Con su efecto humorístico incluido, esta descripción se corresponde exactamente con la impresión que recuerdo me producían a mí mismo los telediarios de Hermida. Lo sorprendente, con todo, es el éxito inesperado de tan aberrante fórmula, que en los más de veinte años transcurridos desde que Ferlosio escribiera su artículo no ha hecho sino prosperar, hasta el extremo de que hemos visto desarrollarse paulatinamente (con Hilario Pino y Lorenzo Milá como abanderados) toda una escuela de dicción, de énfasis, de modulación arbitrarias que invita a pensar que los presentadores y reporteros televisivos cultivan, al menos en España, y salvo contadas excepciones, una especie de dialecto específico, casi una melopeya corporativa con una gama de recursos tonales y expresivos desentendidos de toda lógica intencional deducible por el espectador.
Desde este punto de vista, y por virtud -paradójicamente- de las características que destaca Ferlosio, el legado de Hermida no puede menos que estimarse influyentísimo. Y añadiría yo, con todo el respeto, que catastrófico; al menos para quienes añoramos la sola, remota posibilidad de entender lo que alguien dice sin tener que reparar en cómo lo dice.

================================

| EL PROBLEMA |
Por favor, prosigue el texto sobre la dicción de los telediarios a partir de su última frase. Las líneas de más abajo no intervienen para nada en esto.

| MATERIAL PROPORCIONADO |
================================

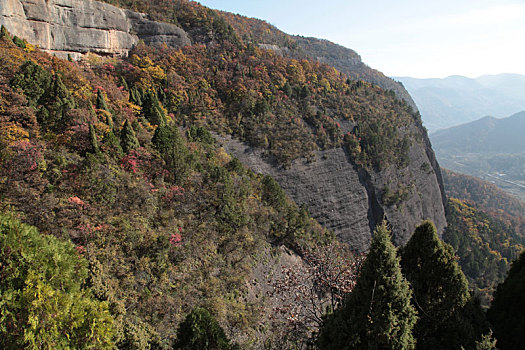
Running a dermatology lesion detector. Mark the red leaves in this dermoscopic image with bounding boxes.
[67,196,87,209]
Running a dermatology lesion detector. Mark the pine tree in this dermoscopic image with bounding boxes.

================================

| RESULTADO |
Me pregunto hasta qué punto cabe pensar que este fenómeno sea sintomático de la deriva comercial del periodismo en general, y no sólo del televisivo, por mucho que en éste se prefigure más acusadamente. En qué medida se ha aceptado ya generalmente eso de que "la función de la información no tiene por qué ser, al menos idealmente, una y la misma en cualquier medio, sino que admite variantes, tanto de estilo como de sentido". Y cuáles vendrían a ser las consecuencias de algo así, que parece socavar los fundamentos mismos de la convivencia democrática.